"""

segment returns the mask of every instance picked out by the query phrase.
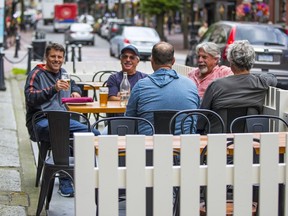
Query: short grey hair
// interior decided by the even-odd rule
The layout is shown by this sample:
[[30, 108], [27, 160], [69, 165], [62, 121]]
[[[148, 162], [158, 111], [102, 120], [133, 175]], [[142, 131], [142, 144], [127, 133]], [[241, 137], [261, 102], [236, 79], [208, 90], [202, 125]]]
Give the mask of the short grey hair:
[[227, 59], [239, 69], [250, 70], [255, 62], [254, 48], [248, 40], [235, 41], [228, 47]]
[[196, 53], [198, 54], [199, 49], [203, 49], [204, 52], [210, 54], [211, 56], [218, 58], [220, 61], [221, 50], [219, 46], [214, 42], [203, 42], [196, 46]]

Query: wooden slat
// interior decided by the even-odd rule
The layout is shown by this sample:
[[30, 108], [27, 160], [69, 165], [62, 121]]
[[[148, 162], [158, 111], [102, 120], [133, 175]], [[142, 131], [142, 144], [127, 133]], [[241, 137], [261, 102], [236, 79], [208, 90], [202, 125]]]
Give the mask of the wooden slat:
[[181, 136], [181, 215], [199, 215], [200, 203], [200, 136]]
[[[288, 147], [288, 134], [286, 135], [286, 148]], [[284, 180], [284, 183], [286, 185], [286, 187], [284, 188], [284, 213], [285, 213], [285, 216], [288, 216], [288, 202], [287, 202], [287, 196], [288, 196], [288, 156], [287, 154], [285, 154], [285, 158], [284, 158], [284, 163], [286, 165], [286, 167], [284, 168], [285, 170], [285, 180]]]
[[207, 216], [226, 214], [226, 137], [208, 135]]
[[118, 215], [117, 136], [99, 136], [99, 216]]
[[154, 135], [153, 215], [172, 216], [172, 135]]
[[[95, 163], [94, 134], [74, 133], [75, 144], [75, 213], [76, 215], [95, 215]], [[83, 156], [87, 160], [83, 160]], [[82, 199], [86, 197], [86, 199]]]
[[259, 213], [271, 216], [278, 212], [278, 135], [262, 134], [260, 141]]
[[146, 216], [145, 136], [127, 136], [126, 166], [126, 215]]
[[235, 135], [234, 154], [234, 216], [251, 215], [252, 212], [252, 134]]

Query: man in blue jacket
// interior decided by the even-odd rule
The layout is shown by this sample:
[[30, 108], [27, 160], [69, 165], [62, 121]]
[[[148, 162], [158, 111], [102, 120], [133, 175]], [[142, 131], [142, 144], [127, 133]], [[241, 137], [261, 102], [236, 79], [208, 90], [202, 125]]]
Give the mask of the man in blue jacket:
[[[159, 42], [153, 46], [151, 65], [154, 73], [135, 84], [126, 107], [126, 116], [141, 116], [153, 122], [151, 115], [141, 113], [199, 107], [200, 98], [195, 83], [173, 70], [174, 62], [174, 47], [171, 44]], [[149, 134], [144, 125], [139, 126], [139, 132]]]

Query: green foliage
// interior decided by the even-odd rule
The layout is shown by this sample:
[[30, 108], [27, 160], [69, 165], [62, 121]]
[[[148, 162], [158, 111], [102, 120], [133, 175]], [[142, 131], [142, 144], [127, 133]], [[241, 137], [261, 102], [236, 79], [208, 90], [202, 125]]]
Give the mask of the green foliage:
[[140, 0], [140, 11], [149, 15], [165, 14], [180, 9], [181, 0]]
[[23, 68], [12, 68], [12, 73], [14, 75], [18, 75], [18, 74], [26, 74], [26, 69]]

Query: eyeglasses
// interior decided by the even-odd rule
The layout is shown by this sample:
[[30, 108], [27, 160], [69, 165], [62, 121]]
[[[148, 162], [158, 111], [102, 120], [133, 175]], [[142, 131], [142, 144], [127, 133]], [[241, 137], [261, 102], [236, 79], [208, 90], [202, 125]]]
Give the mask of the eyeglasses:
[[121, 59], [128, 59], [130, 58], [132, 61], [137, 59], [137, 56], [135, 55], [121, 55]]

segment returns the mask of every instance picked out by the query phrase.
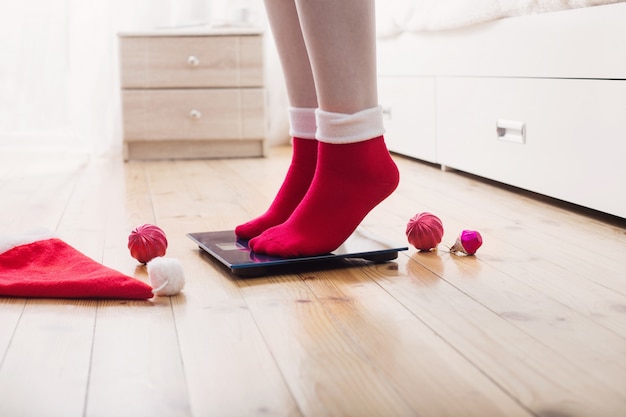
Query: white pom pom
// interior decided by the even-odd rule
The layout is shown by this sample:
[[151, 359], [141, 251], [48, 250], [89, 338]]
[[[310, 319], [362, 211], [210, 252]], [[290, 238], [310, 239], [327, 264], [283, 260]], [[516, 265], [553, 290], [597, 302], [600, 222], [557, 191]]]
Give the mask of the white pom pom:
[[185, 286], [183, 265], [178, 259], [154, 258], [148, 262], [148, 280], [155, 295], [176, 295]]

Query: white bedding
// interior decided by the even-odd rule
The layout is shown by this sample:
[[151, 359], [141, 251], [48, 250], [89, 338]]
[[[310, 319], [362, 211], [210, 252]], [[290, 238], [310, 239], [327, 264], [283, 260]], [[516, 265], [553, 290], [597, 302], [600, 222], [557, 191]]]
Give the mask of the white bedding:
[[380, 0], [379, 38], [449, 30], [504, 17], [621, 3], [626, 0]]

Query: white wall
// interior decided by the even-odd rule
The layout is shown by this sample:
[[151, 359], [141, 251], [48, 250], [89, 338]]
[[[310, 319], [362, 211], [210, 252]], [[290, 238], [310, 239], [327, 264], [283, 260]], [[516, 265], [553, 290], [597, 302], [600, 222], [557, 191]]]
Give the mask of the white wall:
[[[117, 33], [224, 22], [242, 5], [265, 26], [261, 0], [3, 0], [0, 149], [118, 152]], [[286, 140], [286, 104], [269, 34], [266, 42], [274, 144]]]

"""

_Task description_
An exact copy of the material above is required, free of any pictures.

_Exercise output_
segment returns the mask of every instance picked out by the query phrase.
Query: short grey hair
// interior decided by the even-odd rule
The layout is shown by this sample:
[[30, 108], [27, 160], [69, 165], [62, 121]]
[[[148, 162], [158, 111], [102, 120], [133, 175]], [[142, 131], [142, 144], [127, 133]], [[241, 137], [261, 102], [236, 79], [208, 90], [202, 125]]]
Give the mask of the short grey hair:
[[227, 59], [239, 69], [250, 70], [255, 62], [254, 48], [248, 40], [235, 41], [228, 47]]
[[196, 53], [198, 54], [199, 49], [203, 49], [204, 52], [210, 54], [211, 56], [218, 58], [220, 61], [221, 50], [219, 46], [214, 42], [203, 42], [196, 46]]

Query: wooden slat
// interior decided by the even-odd rule
The layout is shown by this sample:
[[30, 108], [27, 160], [69, 165], [62, 121]]
[[[148, 162], [158, 111], [102, 120], [133, 175]], [[142, 131], [142, 144], [127, 133]], [[241, 137], [261, 102], [236, 79], [208, 90], [202, 125]]]
Give the mask of the wooden slat:
[[181, 136], [181, 215], [199, 215], [200, 203], [200, 136]]
[[[288, 147], [288, 134], [286, 135], [286, 148]], [[284, 180], [284, 183], [286, 185], [286, 187], [284, 188], [284, 213], [285, 213], [285, 216], [288, 216], [288, 202], [287, 202], [287, 196], [288, 196], [288, 156], [287, 154], [285, 154], [285, 158], [284, 158], [284, 163], [286, 165], [286, 167], [284, 168], [285, 170], [285, 180]]]
[[207, 216], [226, 214], [226, 137], [208, 135]]
[[118, 215], [117, 136], [99, 136], [99, 216]]
[[154, 135], [153, 215], [172, 216], [172, 135]]
[[[95, 163], [94, 134], [74, 133], [75, 144], [75, 213], [76, 215], [95, 215]], [[83, 156], [87, 160], [83, 160]], [[82, 199], [86, 197], [86, 199]]]
[[259, 213], [271, 216], [278, 212], [278, 135], [262, 134], [260, 141]]
[[146, 216], [145, 136], [127, 136], [126, 166], [126, 215]]
[[235, 135], [234, 154], [234, 216], [251, 215], [252, 212], [252, 134]]

Query: man in blue jacket
// interior decided by the even-odd rule
The layout is shown by this sample:
[[30, 108], [27, 160], [69, 165], [62, 121]]
[[[148, 162], [158, 111], [102, 120], [133, 175]], [[142, 131], [142, 144], [127, 133]], [[241, 137], [261, 102], [236, 79], [208, 90], [202, 125]]]
Give the mask of the man in blue jacket:
[[[159, 42], [153, 46], [151, 65], [154, 73], [135, 84], [126, 107], [126, 116], [141, 116], [153, 122], [151, 115], [141, 113], [199, 107], [200, 98], [195, 83], [173, 70], [174, 62], [174, 47], [171, 44]], [[149, 134], [144, 125], [139, 126], [139, 132]]]

Query: green foliage
// interior decided by the even-odd rule
The layout is shown by this sample:
[[30, 108], [27, 160], [69, 165], [62, 121]]
[[[148, 162], [158, 111], [102, 120], [133, 175]], [[142, 131], [142, 144], [127, 133]], [[241, 137], [261, 102], [236, 79], [208, 90], [202, 125]]]
Give the mask of the green foliage:
[[140, 0], [140, 11], [149, 15], [165, 14], [180, 9], [181, 0]]
[[23, 68], [12, 68], [12, 73], [14, 75], [18, 75], [18, 74], [26, 74], [26, 69]]

Query: eyeglasses
// interior decided by the even-odd rule
The layout is shown by this sample:
[[30, 108], [27, 160], [69, 165], [62, 121]]
[[[148, 162], [158, 111], [102, 120], [133, 175]], [[142, 131], [142, 144], [127, 133]], [[241, 137], [261, 102], [236, 79], [208, 90], [202, 125]]]
Give the mask of the eyeglasses:
[[121, 59], [128, 59], [130, 58], [132, 61], [137, 59], [137, 56], [135, 55], [121, 55]]

segment returns the mask of every instance picked out by the query phrase.
Query: white pom pom
// interior decided by the even-odd rule
The layout is shown by this sample:
[[151, 359], [141, 251], [48, 250], [89, 338]]
[[[310, 319], [362, 211], [210, 252]], [[290, 238], [310, 239], [327, 264], [283, 260]], [[516, 265], [553, 290], [597, 302], [600, 222], [557, 191]]]
Give the mask of the white pom pom:
[[185, 286], [183, 265], [178, 259], [154, 258], [148, 262], [148, 280], [155, 295], [176, 295]]

Query: white bedding
// interior decided by the even-odd rule
The layout is shown by this sample:
[[151, 359], [141, 251], [48, 250], [89, 338]]
[[[310, 319], [362, 211], [210, 252]], [[290, 238], [310, 239], [327, 264], [283, 260]], [[516, 265], [553, 290], [597, 302], [600, 222], [557, 191]]]
Give the mask of the white bedding:
[[380, 0], [379, 38], [449, 30], [504, 17], [621, 3], [626, 0]]

Query: white wall
// interior decided by the even-odd rule
The layout is shown by this sample:
[[151, 359], [141, 251], [48, 250], [89, 338]]
[[[310, 319], [362, 211], [210, 252]], [[290, 238], [310, 239], [327, 264], [283, 260]], [[516, 265], [553, 290], [597, 302], [600, 222], [557, 191]]]
Give the mask of the white wall:
[[[117, 33], [224, 22], [242, 5], [265, 26], [261, 0], [3, 0], [0, 149], [118, 152]], [[286, 140], [286, 104], [269, 34], [266, 42], [274, 144]]]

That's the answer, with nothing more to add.